*** Text extract ***

On Friday, Palestinian rioters set fire to gas pipes serving Gaza as well as electricity infrastructure and a conveyor belt used to transfer goods into the Strip. The IDF said dozens of protesters sabotaged infrastructure on the Palestinian side of the Kerem Shalom goods crossing, causing tens of millions of shekels of damage.

The IDF is also bracing for violence in the West Bank and East Jerusalem. There were two car-ramming attacks in the West Bank on Friday, with a soldier lightly injured in one of them, at a checkpoint near Nablus.
Security in Jerusalem has also been bolstered ahead of the politically tense week that will see the US move its embassy to the capital, Israel celebrate 51 years of the city’s reunification and the culmination of over six weeks of protests along the Gaza border, when Palestinians mourn the “catastrophe” of the creation of the Jewish state.
“Moving the embassy is a matter of both national and international importance, and police have been preparing accordingly in recent months,” a police official told the Ynet news site.
The official said thousands of uniformed police and Border Police officers will be deployed throughout Jerusalem starting Sunday. He said the officers will secure the perimeter of the US embassy during the Monday opening, assist in securing the visiting American officials and help direct traffic.
Part of the preparations for the embassy ceremony have included carrying out “overt and covert operations against anyone who intended to disrupt or damage the ceremony,” he said.
Concurrently, Jewish and Israeli institutions abroad are also ramping up security out of fears that Iran will launch an attack after the IDF earlier this week struck dozens of its military sites in Syria in response to a barrage of Iranian rockets launched at Israel.
According to Ynet, synagogues, Jewish schools and community centers have employed additional security measures, and Israeli diplomats have also been ordered to take caution. In a number of particularly sensitive countries where Israel has a diplomatic presence, the Foreign Ministry has requested additional security from the local government.
The report said that some officials fear that since Iran failed to launch a single rocket into Israeli territory in its attack early Thursday morning, Tehran may employ one of its proxy groups in Africa or Asia to attack Israelis or Jews in retaliation.
On Sunday, thousands of Israelis are expected to take part in the annual Jerusalem Day parade celebrating 51 years since the reunification of Jerusalem during the 1967 Six Day War.

*** Entries shown ***

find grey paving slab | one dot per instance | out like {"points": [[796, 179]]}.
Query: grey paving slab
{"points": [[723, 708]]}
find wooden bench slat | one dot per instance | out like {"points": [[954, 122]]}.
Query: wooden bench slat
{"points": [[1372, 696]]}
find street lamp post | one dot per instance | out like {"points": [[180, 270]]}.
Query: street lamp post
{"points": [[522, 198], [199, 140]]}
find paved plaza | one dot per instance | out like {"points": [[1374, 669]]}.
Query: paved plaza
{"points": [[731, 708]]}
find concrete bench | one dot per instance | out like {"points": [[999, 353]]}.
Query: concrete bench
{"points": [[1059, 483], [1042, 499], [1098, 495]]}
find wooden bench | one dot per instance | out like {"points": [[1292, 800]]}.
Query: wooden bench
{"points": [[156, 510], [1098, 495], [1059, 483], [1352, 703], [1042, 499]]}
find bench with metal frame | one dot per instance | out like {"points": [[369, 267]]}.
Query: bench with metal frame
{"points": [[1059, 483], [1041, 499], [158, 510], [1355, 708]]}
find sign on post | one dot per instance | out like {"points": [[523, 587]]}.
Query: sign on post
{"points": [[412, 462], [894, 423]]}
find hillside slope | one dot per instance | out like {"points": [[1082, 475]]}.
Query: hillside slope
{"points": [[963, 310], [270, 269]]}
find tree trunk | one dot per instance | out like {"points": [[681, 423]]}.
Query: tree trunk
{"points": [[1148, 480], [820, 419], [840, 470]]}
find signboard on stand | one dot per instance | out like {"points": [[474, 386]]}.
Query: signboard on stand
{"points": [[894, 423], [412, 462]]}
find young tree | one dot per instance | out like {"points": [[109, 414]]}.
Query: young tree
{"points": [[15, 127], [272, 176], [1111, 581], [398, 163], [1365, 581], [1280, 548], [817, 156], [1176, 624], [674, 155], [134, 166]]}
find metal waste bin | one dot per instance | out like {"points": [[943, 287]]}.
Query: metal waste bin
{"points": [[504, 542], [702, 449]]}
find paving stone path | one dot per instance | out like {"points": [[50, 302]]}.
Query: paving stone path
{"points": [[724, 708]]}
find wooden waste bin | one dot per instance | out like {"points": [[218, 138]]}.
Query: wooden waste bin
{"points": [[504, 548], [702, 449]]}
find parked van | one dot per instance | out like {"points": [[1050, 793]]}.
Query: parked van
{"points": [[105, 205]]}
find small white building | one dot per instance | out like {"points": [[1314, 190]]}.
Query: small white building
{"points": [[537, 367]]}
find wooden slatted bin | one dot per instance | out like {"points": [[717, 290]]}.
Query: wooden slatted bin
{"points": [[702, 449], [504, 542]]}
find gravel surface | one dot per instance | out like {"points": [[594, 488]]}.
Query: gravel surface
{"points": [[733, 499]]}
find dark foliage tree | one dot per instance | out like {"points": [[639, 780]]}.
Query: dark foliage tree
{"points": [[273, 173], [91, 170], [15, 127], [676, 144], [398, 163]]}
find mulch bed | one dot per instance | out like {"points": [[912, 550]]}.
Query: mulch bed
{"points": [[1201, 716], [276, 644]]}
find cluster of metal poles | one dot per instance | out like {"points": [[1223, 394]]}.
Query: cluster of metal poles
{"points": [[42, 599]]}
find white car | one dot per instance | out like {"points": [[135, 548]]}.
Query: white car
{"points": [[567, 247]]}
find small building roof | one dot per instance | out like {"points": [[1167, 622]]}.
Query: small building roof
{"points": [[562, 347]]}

***

Exercises:
- a) Reproduce the entries from the line containing "find mulch bed" down to the last entry, substituting "one point per instance" for "one dot per instance" and leaving everything else unchanged.
- b) Continue the news report on security preparations around the US embassy move to Jerusalem from the point where it stops.

Set of answers:
- a)
find mulch bed | one point per instance | out like {"points": [[912, 550]]}.
Query: mulch bed
{"points": [[1201, 716], [276, 644]]}
find cluster of metal poles | one point per instance | out like {"points": [[1223, 394]]}.
Query: cluster of metal poles
{"points": [[42, 599]]}
find white car | one point per instance | out like {"points": [[135, 548]]}.
Query: white car
{"points": [[567, 247]]}
find small building roof | one point per instance | out like {"points": [[1167, 622]]}.
Query: small building roof
{"points": [[562, 347]]}

- b)
The Israeli military on Saturday announced the closure of the Kerem Shalom border crossing into the Gaza Strip, a day after Palestinian rioters trashed key infrastructure serving the only entry point of outside goods into the Hamas-run Strip, causing immense damage.
The crossing will be closed while the damage is repaired, and will reopen in accordance with the security situation, officials said.
The army said its recommendation to shutter the crossing, which ordinarily sees hundreds of cargo-bearing trucks pass into Gaza each day, was approved by Defense Minister Avigdor Liberman.


Apart from humanitarian cases, the IDF said the Kerem Shalom crossing would remain closed until the “extensive damage” caused to the torched gas lines, electricity infrastructure and a conveyor belt used to transfer goods into the Strip is repaired.


The army estimated the damage to Kerem Shalom would cost $9 million to repair.
Earlier on Saturday, Israeli officials toured the Kerem Shalom area and said they were “astonished by the devastation and destruction Palestinians left in their wake.”
“They’re bringing a disaster upon themselves,” one unnamed official told the Ynet news site.

Friday’s vandalism at the crossing was a repeat of a similar incident on May 4, when demonstrators broke into the Palestinian side of the crossing and damaged pipelines carrying gas and oil into Gaza, which already suffers from a significant energy shortage.


“This is a cynical act that harms the welfare of Gaza residents and the humanitarian efforts carried out by Israel and many other countries,” the army said at the time.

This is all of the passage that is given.